Document excerpt:
● ● ● ● ● ● ●
From this inference, Snakemake obtains a directed acyclic graph of jobs (DAG, see Figure 3b). The time needed for this is linear in the number of jobs involved in the workflow, and negligible compared to the usual runtimes of the workflow steps (see subsection 3.5).

Figure 3a illustrates all major design patterns needed to define workflows with Snakemake: workflow configuration (line 1), aggregations (line 5–8), specific (line 33–43) and generic (line 45–53) transformations, target rules (line 3–8), log file definition, software stack definition, as well as shell command, script, and wrapper integration. subsection 3.2 presents additional patterns that are helpful in certain situations (e.g. conditional execution, iteration, exploration of large parameter spaces, benchmarking, scatter/gather).
● ● ● ● ● ● ●
Data segment:
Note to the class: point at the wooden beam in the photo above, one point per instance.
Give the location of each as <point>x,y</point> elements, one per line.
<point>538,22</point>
● ● ● ● ● ● ●
Exercise prompt: Can you output the Snakemake passage word for word, beginning at the words "Figure 3a illustrates" and stopping after "spaces, benchmarking, scatter/gather)."? The material has nothing to do with the Snakemake passage.

Exercise answer:
Figure 3a illustrates all major design patterns needed to define workflows with Snakemake: workflow configuration (line 1), aggregations (line 5–8), specific (line 33–43) and generic (line 45–53) transformations, target rules (line 3–8), log file definition, software stack definition, as well as shell command, script, and wrapper integration. subsection 3.2 presents additional patterns that are helpful in certain situations (e.g. conditional execution, iteration, exploration of large parameter spaces, benchmarking, scatter/gather).